## Set problem
Find every line in the records that contains the word "draw" and copy each of those lines.

## Materials provided
--*--

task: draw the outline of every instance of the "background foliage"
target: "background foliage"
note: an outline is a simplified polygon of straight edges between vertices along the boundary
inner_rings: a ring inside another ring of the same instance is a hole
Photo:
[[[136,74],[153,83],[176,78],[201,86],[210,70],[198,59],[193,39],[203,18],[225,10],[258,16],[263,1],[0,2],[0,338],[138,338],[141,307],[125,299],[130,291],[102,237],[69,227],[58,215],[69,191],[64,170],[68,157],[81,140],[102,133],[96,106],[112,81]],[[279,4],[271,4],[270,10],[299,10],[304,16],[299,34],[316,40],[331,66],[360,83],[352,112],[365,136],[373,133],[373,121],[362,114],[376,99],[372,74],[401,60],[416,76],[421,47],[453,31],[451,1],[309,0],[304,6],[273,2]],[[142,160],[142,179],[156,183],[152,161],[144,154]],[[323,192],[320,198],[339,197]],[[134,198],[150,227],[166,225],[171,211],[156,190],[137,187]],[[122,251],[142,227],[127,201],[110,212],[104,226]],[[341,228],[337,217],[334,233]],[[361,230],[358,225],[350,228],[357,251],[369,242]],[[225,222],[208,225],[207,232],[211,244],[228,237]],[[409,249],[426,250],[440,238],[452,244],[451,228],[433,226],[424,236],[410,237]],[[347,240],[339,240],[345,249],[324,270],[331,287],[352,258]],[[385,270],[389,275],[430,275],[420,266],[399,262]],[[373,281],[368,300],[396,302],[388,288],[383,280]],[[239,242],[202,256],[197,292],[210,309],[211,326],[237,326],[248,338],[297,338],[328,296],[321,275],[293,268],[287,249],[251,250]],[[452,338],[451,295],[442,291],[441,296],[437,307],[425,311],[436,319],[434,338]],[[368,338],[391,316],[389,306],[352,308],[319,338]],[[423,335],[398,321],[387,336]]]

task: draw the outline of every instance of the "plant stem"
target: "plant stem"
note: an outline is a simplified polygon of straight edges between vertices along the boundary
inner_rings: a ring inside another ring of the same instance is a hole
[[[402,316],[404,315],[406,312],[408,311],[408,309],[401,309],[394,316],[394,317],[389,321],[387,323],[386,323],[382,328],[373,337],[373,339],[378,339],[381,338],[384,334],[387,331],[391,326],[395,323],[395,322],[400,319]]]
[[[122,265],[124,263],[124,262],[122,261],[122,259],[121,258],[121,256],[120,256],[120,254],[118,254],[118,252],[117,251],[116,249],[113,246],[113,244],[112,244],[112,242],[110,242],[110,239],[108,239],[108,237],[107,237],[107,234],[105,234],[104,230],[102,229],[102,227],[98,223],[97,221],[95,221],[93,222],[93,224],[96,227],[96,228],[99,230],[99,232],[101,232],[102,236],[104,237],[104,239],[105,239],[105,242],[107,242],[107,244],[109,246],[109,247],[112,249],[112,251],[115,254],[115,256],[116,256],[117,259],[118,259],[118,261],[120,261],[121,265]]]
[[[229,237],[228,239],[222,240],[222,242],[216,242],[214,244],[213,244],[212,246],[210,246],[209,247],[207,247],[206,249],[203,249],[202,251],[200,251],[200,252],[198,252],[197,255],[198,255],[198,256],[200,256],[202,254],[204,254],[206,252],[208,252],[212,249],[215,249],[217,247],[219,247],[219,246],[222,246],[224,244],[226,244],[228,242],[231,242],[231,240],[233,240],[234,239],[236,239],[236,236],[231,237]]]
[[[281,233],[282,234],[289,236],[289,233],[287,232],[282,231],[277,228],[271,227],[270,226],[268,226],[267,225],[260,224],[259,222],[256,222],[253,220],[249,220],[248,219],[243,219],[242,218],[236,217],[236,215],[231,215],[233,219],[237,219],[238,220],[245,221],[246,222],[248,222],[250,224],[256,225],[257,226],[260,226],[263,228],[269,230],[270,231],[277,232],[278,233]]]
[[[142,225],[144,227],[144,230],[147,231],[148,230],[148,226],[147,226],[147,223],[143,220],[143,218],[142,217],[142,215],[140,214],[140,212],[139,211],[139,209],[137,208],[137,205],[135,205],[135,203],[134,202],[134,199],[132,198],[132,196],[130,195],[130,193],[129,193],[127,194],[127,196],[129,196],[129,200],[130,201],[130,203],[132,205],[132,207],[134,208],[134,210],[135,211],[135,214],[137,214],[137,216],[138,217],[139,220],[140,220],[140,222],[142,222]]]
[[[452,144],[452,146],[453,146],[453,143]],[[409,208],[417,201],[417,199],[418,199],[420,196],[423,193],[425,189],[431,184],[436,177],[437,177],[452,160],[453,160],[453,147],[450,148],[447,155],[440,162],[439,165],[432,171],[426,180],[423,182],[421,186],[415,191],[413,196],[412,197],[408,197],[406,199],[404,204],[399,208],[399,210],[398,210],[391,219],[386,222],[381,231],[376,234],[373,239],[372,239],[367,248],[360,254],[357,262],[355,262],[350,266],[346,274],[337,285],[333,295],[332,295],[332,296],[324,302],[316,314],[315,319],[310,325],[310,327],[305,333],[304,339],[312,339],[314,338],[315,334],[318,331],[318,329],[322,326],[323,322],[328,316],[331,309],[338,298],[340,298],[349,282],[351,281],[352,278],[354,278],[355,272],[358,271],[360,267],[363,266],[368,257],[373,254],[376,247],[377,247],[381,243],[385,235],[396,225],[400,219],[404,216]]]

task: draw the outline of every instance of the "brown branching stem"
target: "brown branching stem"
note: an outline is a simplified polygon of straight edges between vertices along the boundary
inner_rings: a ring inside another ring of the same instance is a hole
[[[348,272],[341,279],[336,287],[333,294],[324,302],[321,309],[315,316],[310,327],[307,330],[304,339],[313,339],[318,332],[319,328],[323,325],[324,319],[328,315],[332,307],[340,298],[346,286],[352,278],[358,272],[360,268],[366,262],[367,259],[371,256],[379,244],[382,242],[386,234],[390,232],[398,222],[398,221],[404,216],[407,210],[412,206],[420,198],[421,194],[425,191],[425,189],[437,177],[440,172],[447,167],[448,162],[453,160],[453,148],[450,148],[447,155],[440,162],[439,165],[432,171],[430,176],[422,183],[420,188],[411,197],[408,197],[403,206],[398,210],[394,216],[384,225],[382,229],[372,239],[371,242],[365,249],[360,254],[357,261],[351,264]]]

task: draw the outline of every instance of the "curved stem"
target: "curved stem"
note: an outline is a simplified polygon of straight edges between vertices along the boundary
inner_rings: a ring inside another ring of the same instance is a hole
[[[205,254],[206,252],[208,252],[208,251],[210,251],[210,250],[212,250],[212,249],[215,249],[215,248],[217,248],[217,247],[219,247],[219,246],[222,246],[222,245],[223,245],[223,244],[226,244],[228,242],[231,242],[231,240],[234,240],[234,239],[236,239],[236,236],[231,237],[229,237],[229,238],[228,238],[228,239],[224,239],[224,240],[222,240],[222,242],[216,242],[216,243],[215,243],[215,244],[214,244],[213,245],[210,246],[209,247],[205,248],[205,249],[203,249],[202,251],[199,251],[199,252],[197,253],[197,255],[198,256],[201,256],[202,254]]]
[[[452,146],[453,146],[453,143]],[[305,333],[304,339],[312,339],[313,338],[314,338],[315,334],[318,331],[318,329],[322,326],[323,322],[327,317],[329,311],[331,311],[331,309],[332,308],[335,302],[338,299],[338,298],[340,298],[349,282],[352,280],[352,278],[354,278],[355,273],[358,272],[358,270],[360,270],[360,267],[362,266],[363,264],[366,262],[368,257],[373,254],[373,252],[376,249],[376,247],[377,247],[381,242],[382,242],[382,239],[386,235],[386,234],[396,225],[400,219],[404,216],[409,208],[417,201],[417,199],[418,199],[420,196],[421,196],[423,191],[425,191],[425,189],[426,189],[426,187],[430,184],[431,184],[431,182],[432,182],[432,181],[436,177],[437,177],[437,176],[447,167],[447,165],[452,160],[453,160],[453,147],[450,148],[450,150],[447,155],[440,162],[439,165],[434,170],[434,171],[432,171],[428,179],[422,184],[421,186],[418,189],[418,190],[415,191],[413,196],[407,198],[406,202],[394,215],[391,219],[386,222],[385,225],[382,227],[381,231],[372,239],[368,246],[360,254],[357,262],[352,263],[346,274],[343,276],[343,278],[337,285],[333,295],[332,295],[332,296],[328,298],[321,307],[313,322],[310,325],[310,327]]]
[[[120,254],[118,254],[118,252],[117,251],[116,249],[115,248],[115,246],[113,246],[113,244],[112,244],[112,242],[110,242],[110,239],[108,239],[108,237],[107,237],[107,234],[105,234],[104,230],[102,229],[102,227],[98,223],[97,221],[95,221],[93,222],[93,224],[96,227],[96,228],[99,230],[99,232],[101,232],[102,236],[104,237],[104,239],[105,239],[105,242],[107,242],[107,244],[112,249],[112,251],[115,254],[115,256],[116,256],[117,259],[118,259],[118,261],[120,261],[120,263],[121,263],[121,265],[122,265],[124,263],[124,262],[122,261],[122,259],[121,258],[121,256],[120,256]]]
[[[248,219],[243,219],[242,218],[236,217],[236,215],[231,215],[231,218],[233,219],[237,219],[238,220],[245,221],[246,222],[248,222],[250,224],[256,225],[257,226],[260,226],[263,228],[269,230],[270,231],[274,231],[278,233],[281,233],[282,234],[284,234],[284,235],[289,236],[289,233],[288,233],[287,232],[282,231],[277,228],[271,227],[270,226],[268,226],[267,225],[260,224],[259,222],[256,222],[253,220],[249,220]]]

--*--

## Solved problem
task: draw the outline of every instance of the "background foliage"
task: draw the outline of every instance of the "plant stem"
task: draw the outline of every instance of the "brown branching stem"
task: draw the outline of every instance of the "curved stem"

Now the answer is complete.